[Exercise aim]
Rewrite the data as a numbered list, from the line with "Return the mask of every instance of the water" up to and including the last line of the data, and leave out any blank lines.

[Contour labeling data]
──────────

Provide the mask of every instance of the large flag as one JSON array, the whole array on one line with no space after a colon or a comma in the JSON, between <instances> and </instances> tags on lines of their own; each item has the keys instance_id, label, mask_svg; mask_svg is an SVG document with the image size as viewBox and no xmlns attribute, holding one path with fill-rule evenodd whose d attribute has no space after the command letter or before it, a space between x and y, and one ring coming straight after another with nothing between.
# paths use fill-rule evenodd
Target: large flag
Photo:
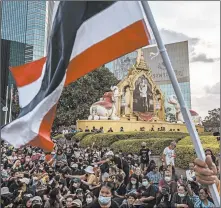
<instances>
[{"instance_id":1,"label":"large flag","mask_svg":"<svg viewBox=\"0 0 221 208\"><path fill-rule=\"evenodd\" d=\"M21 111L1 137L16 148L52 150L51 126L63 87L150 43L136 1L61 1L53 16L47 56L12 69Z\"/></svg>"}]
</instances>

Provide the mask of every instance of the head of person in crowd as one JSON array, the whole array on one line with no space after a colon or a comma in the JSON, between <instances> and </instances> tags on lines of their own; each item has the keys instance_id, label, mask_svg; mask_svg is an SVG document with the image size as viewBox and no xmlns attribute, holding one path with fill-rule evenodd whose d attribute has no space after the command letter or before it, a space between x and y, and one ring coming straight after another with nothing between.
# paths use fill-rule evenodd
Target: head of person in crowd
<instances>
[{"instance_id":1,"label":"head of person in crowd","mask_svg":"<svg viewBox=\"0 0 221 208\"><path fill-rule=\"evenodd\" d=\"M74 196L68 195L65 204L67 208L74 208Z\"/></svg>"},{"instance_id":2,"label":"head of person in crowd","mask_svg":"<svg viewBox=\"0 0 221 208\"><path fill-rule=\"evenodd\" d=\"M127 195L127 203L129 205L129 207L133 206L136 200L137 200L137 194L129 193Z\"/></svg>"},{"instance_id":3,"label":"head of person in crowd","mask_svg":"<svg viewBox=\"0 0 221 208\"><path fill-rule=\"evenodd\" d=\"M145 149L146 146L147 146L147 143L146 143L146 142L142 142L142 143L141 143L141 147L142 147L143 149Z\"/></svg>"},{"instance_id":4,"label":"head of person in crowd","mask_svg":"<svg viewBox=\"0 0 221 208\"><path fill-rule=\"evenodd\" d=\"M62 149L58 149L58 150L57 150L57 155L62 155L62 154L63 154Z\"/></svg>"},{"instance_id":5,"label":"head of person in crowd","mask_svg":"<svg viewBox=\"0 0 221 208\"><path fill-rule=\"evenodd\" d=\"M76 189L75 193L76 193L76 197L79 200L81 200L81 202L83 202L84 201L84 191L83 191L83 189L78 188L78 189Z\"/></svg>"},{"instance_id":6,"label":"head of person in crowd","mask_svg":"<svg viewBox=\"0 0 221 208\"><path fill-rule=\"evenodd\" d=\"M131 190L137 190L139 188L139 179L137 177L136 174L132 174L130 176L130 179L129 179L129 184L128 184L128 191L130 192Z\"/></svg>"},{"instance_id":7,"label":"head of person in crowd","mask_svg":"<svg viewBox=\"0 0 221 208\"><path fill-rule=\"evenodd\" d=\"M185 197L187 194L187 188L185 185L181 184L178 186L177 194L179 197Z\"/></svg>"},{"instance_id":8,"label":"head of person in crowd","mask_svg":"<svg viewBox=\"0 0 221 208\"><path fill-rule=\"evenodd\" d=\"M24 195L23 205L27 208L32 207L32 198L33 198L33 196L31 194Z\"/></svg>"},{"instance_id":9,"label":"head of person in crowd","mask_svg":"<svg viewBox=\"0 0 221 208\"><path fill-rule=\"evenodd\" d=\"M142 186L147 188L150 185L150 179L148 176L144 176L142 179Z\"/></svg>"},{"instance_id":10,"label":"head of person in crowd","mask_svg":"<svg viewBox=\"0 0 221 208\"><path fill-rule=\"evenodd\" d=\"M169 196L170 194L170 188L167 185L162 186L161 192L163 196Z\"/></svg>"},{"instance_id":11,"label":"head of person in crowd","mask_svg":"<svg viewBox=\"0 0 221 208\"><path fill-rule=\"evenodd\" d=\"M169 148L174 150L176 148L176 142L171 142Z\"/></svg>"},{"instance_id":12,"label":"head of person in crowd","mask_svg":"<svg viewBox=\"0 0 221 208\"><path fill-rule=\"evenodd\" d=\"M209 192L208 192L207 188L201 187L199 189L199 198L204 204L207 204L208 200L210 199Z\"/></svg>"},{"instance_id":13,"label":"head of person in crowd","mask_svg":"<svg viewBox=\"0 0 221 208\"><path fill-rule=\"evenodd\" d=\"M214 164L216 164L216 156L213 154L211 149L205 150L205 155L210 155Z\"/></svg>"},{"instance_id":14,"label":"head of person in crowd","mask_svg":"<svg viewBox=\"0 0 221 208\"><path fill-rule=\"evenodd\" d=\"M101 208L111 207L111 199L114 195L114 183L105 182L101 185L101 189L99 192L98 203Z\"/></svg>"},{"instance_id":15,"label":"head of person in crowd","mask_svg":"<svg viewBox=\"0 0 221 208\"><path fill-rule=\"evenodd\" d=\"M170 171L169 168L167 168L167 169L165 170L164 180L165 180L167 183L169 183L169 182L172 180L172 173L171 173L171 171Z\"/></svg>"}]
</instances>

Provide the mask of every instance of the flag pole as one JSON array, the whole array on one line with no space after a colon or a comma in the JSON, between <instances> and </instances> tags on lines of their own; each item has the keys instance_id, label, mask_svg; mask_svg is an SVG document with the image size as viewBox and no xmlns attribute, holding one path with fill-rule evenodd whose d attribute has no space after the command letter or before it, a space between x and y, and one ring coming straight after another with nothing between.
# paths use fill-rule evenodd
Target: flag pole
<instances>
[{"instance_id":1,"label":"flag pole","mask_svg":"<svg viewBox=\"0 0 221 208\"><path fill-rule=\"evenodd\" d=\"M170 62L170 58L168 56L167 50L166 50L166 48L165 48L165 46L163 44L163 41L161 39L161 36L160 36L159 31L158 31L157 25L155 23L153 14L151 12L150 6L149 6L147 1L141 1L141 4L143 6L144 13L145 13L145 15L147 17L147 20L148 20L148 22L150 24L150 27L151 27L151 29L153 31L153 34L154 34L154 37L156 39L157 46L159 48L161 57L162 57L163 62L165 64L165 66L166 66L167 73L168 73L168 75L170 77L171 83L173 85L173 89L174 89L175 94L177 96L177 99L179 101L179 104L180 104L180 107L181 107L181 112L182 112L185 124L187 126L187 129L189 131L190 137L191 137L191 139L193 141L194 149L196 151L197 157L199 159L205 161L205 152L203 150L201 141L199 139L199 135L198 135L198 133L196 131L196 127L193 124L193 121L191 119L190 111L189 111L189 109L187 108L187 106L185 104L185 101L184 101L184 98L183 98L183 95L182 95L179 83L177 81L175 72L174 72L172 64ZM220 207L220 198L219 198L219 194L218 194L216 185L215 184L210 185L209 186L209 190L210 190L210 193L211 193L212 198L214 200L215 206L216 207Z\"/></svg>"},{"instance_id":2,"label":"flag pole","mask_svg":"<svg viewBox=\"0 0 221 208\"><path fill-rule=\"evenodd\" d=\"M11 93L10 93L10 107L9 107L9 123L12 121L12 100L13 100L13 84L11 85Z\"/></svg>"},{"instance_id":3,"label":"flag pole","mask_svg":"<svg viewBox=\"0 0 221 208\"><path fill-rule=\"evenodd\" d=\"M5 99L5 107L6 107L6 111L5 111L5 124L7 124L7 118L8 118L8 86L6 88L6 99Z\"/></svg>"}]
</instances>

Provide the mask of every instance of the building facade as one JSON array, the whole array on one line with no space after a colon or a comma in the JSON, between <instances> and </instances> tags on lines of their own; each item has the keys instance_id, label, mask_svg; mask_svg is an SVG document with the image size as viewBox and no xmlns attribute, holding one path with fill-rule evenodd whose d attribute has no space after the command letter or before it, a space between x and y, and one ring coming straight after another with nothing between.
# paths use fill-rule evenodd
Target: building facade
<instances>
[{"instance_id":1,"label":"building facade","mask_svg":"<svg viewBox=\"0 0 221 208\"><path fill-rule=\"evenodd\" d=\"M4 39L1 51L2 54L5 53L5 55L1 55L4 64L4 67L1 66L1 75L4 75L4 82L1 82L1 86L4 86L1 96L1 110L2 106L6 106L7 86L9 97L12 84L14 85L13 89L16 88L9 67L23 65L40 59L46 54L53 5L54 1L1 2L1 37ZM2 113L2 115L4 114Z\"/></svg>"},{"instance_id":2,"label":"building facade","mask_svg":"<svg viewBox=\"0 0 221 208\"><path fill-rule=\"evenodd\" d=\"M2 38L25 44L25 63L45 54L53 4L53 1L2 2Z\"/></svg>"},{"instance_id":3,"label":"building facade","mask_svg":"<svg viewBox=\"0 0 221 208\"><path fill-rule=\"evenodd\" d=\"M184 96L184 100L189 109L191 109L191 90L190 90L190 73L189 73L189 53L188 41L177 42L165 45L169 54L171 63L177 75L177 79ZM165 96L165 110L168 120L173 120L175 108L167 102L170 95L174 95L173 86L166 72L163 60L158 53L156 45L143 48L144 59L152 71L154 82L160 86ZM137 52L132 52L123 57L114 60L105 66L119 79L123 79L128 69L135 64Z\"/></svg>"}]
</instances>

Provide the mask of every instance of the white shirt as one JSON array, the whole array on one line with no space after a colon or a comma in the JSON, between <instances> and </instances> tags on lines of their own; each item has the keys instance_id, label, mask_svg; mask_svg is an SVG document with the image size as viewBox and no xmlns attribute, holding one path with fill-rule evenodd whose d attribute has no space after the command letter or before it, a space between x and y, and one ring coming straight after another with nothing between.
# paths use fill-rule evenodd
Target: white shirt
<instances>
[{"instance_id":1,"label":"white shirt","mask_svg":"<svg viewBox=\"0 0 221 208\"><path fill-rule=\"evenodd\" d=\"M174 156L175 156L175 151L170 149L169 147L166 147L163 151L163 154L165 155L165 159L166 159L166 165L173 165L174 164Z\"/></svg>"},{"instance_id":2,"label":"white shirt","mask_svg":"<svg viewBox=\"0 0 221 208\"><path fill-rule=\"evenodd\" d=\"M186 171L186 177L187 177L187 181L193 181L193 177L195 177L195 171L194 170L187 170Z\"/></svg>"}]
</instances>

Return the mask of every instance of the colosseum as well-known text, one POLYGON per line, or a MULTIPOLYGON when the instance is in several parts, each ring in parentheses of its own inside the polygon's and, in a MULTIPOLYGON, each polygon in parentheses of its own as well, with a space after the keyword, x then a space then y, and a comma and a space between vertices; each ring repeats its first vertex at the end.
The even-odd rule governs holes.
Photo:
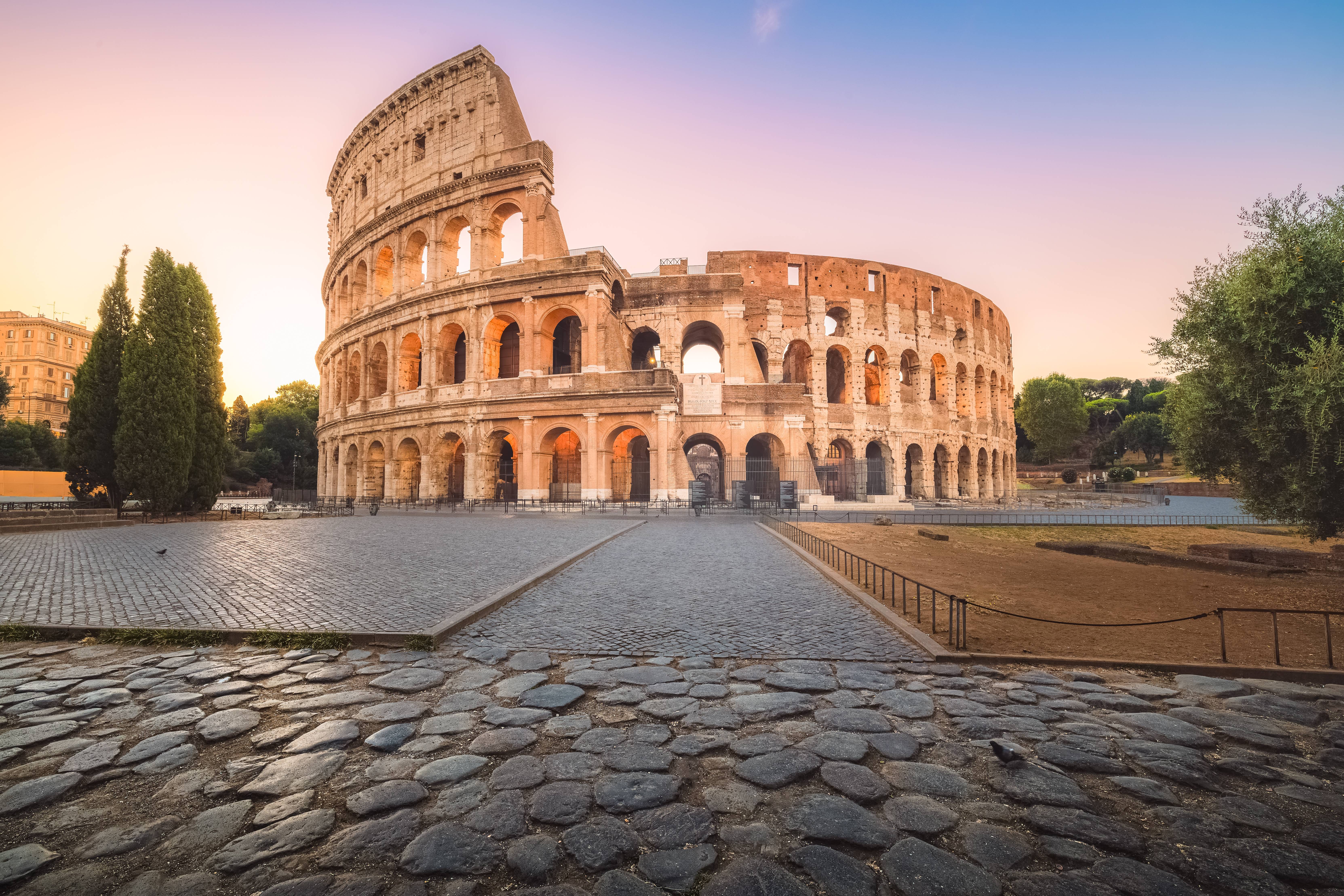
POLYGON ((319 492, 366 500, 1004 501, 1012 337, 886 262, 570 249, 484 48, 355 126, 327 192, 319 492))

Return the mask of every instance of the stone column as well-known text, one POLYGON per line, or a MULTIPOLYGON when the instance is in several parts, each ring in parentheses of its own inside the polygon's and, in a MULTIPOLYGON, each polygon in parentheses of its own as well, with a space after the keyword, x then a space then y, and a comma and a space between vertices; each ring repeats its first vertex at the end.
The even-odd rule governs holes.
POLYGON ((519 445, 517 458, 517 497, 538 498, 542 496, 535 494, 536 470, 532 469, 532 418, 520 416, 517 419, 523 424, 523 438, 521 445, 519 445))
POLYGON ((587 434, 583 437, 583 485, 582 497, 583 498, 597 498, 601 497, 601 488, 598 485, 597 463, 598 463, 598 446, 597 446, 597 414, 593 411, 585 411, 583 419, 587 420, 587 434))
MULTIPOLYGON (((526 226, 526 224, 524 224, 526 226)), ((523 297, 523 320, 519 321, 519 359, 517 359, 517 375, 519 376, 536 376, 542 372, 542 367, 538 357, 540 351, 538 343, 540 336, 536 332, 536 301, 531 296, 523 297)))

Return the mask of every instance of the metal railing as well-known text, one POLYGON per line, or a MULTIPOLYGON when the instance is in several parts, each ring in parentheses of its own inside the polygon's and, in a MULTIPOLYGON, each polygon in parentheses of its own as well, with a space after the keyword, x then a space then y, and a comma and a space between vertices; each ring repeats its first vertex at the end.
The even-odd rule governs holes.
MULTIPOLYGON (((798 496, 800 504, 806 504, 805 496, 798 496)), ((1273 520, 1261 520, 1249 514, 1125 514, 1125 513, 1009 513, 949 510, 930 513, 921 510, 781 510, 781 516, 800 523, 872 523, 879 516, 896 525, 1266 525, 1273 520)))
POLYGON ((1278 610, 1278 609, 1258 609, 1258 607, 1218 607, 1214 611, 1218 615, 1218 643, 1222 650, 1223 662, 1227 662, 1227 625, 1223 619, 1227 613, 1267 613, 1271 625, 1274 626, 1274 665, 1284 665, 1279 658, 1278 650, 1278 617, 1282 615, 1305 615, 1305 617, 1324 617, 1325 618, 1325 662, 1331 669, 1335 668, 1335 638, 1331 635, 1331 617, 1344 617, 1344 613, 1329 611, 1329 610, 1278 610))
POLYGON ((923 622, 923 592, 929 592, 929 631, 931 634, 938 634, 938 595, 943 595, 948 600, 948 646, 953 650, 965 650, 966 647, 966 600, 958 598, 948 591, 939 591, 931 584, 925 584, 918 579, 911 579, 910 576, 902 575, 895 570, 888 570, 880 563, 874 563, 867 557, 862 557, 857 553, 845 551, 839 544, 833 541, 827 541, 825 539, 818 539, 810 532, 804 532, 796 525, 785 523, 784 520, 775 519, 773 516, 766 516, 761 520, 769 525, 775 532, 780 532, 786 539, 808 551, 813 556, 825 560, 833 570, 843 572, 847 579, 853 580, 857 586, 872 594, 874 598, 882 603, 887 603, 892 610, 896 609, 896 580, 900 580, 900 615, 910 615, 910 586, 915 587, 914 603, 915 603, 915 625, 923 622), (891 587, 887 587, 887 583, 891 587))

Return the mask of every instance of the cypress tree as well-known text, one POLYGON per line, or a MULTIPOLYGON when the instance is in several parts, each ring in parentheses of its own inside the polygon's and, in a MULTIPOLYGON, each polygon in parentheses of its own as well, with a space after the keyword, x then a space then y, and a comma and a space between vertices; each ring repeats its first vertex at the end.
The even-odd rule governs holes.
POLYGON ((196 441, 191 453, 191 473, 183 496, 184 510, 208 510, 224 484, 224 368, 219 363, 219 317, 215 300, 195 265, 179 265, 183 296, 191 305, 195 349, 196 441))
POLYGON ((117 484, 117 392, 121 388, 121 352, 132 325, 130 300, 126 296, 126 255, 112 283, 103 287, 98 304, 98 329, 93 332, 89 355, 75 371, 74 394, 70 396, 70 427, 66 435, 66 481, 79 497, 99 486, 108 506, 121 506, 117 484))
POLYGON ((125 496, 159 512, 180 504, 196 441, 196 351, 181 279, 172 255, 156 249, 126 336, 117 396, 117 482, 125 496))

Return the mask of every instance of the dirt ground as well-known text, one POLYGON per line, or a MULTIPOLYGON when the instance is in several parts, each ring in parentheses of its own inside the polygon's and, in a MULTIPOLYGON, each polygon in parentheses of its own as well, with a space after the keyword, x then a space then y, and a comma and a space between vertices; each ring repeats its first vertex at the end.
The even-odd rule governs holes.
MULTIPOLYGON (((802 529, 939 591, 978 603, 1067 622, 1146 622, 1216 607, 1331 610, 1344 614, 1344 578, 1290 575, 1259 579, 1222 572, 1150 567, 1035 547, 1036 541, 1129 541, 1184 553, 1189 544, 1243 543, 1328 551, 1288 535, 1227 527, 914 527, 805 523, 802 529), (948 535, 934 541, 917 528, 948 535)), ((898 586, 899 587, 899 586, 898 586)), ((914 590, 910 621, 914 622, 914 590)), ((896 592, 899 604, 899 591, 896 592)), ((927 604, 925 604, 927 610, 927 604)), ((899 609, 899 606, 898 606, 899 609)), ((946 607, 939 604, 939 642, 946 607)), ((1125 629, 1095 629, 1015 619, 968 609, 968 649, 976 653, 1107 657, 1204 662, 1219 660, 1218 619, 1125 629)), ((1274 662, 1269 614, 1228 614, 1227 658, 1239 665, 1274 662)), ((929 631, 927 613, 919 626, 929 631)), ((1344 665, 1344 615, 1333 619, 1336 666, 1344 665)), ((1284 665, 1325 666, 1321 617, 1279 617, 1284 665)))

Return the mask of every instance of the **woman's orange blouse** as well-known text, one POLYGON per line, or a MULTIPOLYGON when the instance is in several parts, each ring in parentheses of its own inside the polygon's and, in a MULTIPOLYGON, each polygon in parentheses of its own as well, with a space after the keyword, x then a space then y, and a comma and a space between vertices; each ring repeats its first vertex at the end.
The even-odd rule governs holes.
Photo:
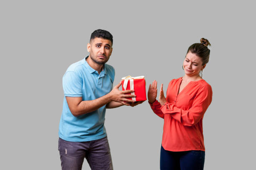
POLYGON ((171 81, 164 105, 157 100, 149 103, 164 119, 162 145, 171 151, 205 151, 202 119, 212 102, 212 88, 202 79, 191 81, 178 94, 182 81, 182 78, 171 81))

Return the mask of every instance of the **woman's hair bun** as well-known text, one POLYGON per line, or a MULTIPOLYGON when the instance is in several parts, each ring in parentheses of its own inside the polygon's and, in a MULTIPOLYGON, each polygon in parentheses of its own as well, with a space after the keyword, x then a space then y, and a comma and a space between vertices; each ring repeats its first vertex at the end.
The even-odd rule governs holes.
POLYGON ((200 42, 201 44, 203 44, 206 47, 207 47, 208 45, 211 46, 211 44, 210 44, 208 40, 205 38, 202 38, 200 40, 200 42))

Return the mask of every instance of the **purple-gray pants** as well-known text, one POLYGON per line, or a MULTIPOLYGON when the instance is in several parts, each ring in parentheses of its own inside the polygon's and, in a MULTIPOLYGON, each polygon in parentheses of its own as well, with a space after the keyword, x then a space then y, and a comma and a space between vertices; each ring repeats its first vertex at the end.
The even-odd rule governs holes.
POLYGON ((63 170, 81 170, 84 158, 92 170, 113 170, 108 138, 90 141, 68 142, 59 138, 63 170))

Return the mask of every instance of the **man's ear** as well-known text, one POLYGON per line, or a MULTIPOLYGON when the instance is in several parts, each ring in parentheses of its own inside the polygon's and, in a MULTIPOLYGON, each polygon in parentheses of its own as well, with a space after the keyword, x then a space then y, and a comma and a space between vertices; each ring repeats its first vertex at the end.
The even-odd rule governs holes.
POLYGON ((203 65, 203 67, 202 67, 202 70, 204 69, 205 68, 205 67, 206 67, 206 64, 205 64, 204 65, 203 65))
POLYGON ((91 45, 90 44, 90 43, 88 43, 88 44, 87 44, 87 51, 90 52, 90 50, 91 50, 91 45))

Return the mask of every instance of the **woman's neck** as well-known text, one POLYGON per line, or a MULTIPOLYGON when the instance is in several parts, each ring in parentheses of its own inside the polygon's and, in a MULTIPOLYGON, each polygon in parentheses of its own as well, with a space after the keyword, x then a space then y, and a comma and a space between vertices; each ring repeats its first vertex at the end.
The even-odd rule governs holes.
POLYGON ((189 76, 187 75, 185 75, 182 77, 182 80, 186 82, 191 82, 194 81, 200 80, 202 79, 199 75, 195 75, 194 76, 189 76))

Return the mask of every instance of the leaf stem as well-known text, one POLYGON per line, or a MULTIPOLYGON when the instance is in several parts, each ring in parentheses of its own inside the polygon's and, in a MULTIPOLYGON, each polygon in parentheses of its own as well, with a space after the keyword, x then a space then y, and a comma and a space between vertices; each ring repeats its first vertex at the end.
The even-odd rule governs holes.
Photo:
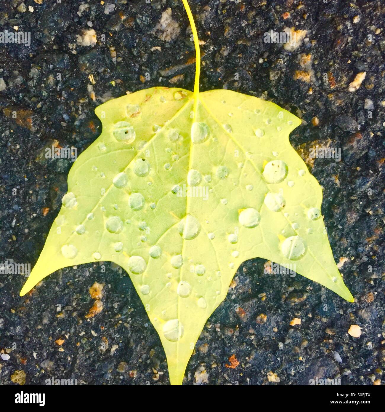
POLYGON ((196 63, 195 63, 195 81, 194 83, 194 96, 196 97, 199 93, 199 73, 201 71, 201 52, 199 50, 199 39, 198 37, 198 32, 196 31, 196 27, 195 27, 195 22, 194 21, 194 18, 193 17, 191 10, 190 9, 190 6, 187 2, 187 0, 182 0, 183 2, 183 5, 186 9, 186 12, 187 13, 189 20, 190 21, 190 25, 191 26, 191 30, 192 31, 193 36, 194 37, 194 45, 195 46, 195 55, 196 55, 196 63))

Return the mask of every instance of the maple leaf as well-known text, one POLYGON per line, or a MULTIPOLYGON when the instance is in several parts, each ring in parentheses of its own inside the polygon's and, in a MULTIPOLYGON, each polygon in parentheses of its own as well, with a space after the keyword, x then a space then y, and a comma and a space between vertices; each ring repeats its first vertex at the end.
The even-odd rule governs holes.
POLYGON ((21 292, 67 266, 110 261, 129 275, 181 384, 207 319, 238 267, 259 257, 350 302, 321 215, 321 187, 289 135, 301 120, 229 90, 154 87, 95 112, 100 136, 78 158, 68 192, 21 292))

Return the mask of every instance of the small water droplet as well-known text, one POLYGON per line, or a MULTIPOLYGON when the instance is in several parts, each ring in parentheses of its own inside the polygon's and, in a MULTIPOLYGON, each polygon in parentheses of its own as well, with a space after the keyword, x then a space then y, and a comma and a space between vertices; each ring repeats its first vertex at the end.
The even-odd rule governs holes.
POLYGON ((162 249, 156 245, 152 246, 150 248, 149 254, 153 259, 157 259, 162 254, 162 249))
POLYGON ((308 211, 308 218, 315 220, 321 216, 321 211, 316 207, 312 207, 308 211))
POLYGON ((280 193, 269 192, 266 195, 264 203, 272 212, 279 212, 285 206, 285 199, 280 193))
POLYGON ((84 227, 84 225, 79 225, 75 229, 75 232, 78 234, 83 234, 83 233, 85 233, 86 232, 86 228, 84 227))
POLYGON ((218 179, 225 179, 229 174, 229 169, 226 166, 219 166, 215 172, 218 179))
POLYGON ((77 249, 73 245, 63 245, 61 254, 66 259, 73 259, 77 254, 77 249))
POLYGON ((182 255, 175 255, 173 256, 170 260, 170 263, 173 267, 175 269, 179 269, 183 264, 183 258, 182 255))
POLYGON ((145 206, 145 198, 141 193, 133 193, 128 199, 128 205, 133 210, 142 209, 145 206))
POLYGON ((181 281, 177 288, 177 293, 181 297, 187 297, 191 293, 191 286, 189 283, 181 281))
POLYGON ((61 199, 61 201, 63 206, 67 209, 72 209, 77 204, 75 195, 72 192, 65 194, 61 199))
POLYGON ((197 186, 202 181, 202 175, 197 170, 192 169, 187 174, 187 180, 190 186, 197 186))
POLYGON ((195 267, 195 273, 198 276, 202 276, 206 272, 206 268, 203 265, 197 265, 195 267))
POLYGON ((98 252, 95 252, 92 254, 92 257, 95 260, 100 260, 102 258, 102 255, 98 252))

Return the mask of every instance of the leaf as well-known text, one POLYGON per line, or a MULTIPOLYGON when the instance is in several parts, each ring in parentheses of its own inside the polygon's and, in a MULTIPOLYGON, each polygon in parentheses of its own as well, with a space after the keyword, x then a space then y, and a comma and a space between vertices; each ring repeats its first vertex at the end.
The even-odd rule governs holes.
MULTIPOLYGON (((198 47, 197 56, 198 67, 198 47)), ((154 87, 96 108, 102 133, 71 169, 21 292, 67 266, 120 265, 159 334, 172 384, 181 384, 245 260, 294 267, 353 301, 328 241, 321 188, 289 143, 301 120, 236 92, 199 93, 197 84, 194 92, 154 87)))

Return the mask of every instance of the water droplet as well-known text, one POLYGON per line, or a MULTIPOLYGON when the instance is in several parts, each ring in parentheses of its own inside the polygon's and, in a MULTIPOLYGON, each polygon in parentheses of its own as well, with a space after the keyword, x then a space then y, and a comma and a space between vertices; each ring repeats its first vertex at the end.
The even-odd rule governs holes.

──────────

[Full response]
1. Return the mask of every instance of the water droplet as well-known text, one POLYGON per line, or a MULTIPOLYGON when the instance is in several parts, each ring in parentheses of its own inside the polygon's and, in a MULTIPOLYGON, each polygon in parentheses of its own as well, with a space after the keyword, x then a space then y, and a comma and a space between vertices; each ring repeats its first vertex at the end.
2. The even-odd rule governs holes.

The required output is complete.